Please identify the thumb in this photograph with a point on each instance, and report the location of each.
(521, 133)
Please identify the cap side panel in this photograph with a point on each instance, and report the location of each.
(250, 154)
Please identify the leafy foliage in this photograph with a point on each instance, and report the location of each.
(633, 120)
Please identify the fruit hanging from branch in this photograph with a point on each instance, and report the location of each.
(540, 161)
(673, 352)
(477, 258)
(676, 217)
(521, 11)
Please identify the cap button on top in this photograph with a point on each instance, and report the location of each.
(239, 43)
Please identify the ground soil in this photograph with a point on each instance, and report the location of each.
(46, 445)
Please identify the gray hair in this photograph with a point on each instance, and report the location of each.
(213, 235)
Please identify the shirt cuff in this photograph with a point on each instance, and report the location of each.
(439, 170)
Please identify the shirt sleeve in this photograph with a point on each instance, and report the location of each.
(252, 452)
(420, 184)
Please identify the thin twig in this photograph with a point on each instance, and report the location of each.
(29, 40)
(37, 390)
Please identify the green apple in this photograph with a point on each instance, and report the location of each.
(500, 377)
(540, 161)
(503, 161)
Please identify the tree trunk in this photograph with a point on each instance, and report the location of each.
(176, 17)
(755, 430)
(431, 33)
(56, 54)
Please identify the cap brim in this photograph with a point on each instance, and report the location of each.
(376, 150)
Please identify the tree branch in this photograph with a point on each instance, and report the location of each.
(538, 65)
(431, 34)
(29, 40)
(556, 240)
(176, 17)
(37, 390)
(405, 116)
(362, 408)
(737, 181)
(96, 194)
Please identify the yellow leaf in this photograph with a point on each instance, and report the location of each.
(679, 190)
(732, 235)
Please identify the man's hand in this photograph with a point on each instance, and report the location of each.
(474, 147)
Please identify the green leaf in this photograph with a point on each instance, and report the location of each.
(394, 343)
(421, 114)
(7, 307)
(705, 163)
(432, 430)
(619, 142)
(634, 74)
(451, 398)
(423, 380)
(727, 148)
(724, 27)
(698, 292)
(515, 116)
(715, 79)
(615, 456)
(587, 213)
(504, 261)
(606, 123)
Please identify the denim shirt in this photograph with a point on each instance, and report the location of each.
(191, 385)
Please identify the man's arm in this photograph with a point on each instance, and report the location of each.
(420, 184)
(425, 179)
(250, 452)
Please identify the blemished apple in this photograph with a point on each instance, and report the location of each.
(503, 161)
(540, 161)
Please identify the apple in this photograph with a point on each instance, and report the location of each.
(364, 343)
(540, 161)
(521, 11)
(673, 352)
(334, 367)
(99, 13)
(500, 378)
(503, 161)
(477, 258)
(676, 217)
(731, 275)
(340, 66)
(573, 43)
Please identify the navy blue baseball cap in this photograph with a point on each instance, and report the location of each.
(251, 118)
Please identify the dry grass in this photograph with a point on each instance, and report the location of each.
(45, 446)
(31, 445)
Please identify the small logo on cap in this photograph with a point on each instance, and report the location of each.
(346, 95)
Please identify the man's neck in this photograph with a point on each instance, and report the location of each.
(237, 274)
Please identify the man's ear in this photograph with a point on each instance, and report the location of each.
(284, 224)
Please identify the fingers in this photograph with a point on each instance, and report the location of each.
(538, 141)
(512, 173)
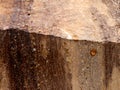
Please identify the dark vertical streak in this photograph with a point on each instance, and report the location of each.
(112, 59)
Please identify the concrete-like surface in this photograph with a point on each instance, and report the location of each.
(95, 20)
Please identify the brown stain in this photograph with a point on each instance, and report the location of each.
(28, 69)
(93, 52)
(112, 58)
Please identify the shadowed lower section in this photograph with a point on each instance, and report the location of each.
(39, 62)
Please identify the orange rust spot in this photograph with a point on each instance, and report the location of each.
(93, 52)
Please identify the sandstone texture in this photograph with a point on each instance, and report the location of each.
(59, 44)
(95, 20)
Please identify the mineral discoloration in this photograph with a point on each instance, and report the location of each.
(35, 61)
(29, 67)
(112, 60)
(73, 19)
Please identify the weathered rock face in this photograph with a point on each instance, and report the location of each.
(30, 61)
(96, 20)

━━━━━━

→ Goal of the exercise:
The entries are to be transcribed word for word, without their images.

→ Result of the exercise:
Please identify the thumb in this photograph with a point on each instance, and report the location of each.
(521, 133)
Please identify the cap side panel in this photograph with a point on each instance, and report the location of each.
(250, 154)
Please identify the leafy foliage in this photograph with a point on each instance, and report the location of each.
(633, 120)
Please identify the fruit hanging from branch in this photograph with a point on each instance, and report the location of each.
(540, 161)
(673, 352)
(477, 258)
(676, 217)
(521, 11)
Please identify the cap button on top in this photograph with a point on each instance, and report the location of each.
(239, 43)
Please identify the ground soil in this photograph with a point on each instance, and report the location of each.
(46, 445)
Please identify the gray hair in this photograph with a point on each instance, and report the location of each.
(213, 235)
Please identify the shirt cuff in this photograph with a point on each instance, and report the location of each.
(439, 170)
Please identify the shirt sleeve in this photograph with a point on each instance, and report the location of each.
(252, 452)
(420, 184)
Please identify the thin twig in this photograph with a point on each instance, and report the location of each.
(29, 40)
(37, 390)
Please identify the green apple in this photograph with a point on each instance, and report the location of each.
(500, 377)
(540, 161)
(503, 161)
Please identify the tree trunk in this photograph with a point on each instance, and report the location of each.
(176, 17)
(755, 430)
(431, 33)
(56, 54)
Please identify the cap brim in this photograph with a point on each instance, and report the location of each.
(376, 150)
Please identify the tree branch in this photograph with a point on each instance, and report the location of each.
(538, 65)
(431, 34)
(29, 40)
(556, 240)
(176, 17)
(37, 390)
(405, 116)
(362, 408)
(737, 181)
(96, 194)
Please identify the yellow leaf in this photograph with a point on each instance, and report the location of each.
(679, 190)
(732, 235)
Please identify the man's hand in this photograph with a point on each instance, and report the location of each.
(474, 147)
Please identify the green leaf in this photograph with a point on each instance, and report the location of each.
(394, 343)
(421, 114)
(7, 307)
(705, 163)
(432, 430)
(619, 142)
(634, 74)
(451, 398)
(423, 380)
(727, 148)
(724, 27)
(698, 292)
(515, 116)
(715, 79)
(615, 456)
(587, 213)
(504, 261)
(606, 123)
Please identify the denim shirt in this photograph with a point on each instance, and report the location of each.
(191, 385)
Please identify the man's arm in this photograph with a point on each instance, and report the location of each.
(420, 184)
(425, 179)
(250, 452)
Please identify the blemished apple in this photograph with a point on each instance, and report the location of each.
(503, 161)
(540, 161)
Please identify the apple in this photograph with a point on each instance, and report the location of each.
(364, 343)
(540, 161)
(521, 11)
(673, 352)
(334, 367)
(99, 13)
(500, 378)
(503, 161)
(477, 258)
(676, 217)
(731, 275)
(340, 66)
(573, 43)
Please identify the navy blue baseball cap in this photograph with a point on each instance, and report the location of each.
(251, 118)
Please identify the dry grass in this photograph with a point on each instance, and report the location of each.
(45, 446)
(31, 445)
Please identify the small logo on cap in this photograph with a point on each instance, and report the location of each.
(346, 95)
Please identify the man's neck in this photograph with a point on each instance, and report the location of each.
(237, 274)
Please identify the man's ear in this photograph with a point on each instance, and report the location of each.
(284, 224)
Please identify the fingers in this photograph with a point on each instance, and report the location of each.
(538, 141)
(512, 173)
Please identify the dark vertical streak in this photograph with a point on each instance, and report the location of each.
(112, 59)
Please identify the concrete-like surface in this photograph with a point on each instance, and report the location of each.
(95, 20)
Please identify the brown stain in this photograph with a point on each instance, and report the location of each.
(28, 69)
(93, 52)
(112, 58)
Please identify the shadowed lower section in this photograph with a point on each instance, and report the location of each.
(39, 62)
Please identify the orange rust spot in this photograph with a point on each instance, and report the location of each.
(93, 52)
Please identify the sandstone texture in this photograph with a point on each instance, and report the location of each.
(59, 44)
(95, 20)
Please identify the mineral discoloration in this photograph with a point on each instance, and report the location of each.
(35, 61)
(29, 67)
(112, 60)
(73, 19)
Please identify the weathered rock face in this photograph with a point on each instance, and report the location of each.
(30, 61)
(96, 20)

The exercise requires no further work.